Further summarized the principles section

Following Boud's great corrections, I was able to futher summarize this
section, decreasing roughly 150 more words from this section.

1 files changed, 49 insertions, 50 deletions

diff --git a/paper.tex b/paper.tex
index 0ef9ae9..27b71c8 100644
--- a/paper.tex
+++ b/paper.tex
@@ -200,66 +200,64 @@ As a consequence, before starting with the technical details it is important to
 \label{sec:principles}
 
 The core principle of Maneage is simple: science is defined primarily by its method, not its result.
-\citet{buckheit1995} argue that modern scientific papers are merely advertisements of scholarship, while the actual scholarship is the coding behind the analysis that generated the plots/results.
+As \citet{buckheit1995} describe it, modern scientific papers are merely advertisements of scholarship, while the actual scholarship is the coding behind the plots/results.
::::
[What this exercise asks]
(a) Write out the stretch of the Maneage commit from "1 files changed, 49" through "not its result.".
(b) Answer these questions from the Maneage commit.
(i) Roughly how many more words did the summary remove from the section?
(ii) How many insertions and deletions does the commit report?
(iii) By what is science defined primarily, according to the core principle of Maneage?
(c) Give what follows the last line of the Maneage commit.

[Provided data]
::::
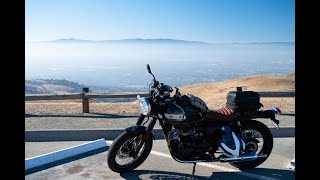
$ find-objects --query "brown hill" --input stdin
::::
[Results]
(a)
1 files changed, 49 insertions, 50 deletions

diff --git a/paper.tex b/paper.tex
index 0ef9ae9..27b71c8 100644
--- a/paper.tex
+++ b/paper.tex
@@ -200,66 +200,64 @@ As a consequence, before starting with the technical details it is important to
 \label{sec:principles}
 
 The core principle of Maneage is simple: science is defined primarily by its method, not its result.

(b)
(i) Roughly 150 words.
(ii) 49 insertions and 50 deletions.
(iii) By its method, not its result.

(c)
 Many solutions have been proposed for this since the early 1990s, including: 1992: \href{https://sep.stanford.edu/doku.php?id=sep:research:reproducible}{RED}; 2003: \href{https://taverna.incubator.apache.org}{Apache Taverna}; 2004: \href{https://www.genepattern.org}{GenePattern}; 2010: \href{https://galaxyproject.org}{Galaxy}, \href{https://wings-workflows.org}{WINGS}; 2011: \href{https://www.ipol.im}{Image Processing On Line journal} (IPOL), \href{https://www.activepapers.org}{Active papers}, \href{https://is.ieis.tue.nl/staff/pvgorp/share}{SHARE}, \href{https://vcr.stanford.edu}{Verifiable Computational Result}; 2012: \href{https://osf.io/ns2m3}{SOLE}; 2015: \href{https://sciunit.run}{Sciunit}; 2017: \href{https://mybinder.org}{Binder}, \href{https://falsifiable.us}{Popper}; 2019: \href{https://wholetale.org}{WholeTale}.
-A detailed list of principles shows how Maneage is unique compared to these other tools:
+To help in the comparison, the founding principles of Maneage are listed below.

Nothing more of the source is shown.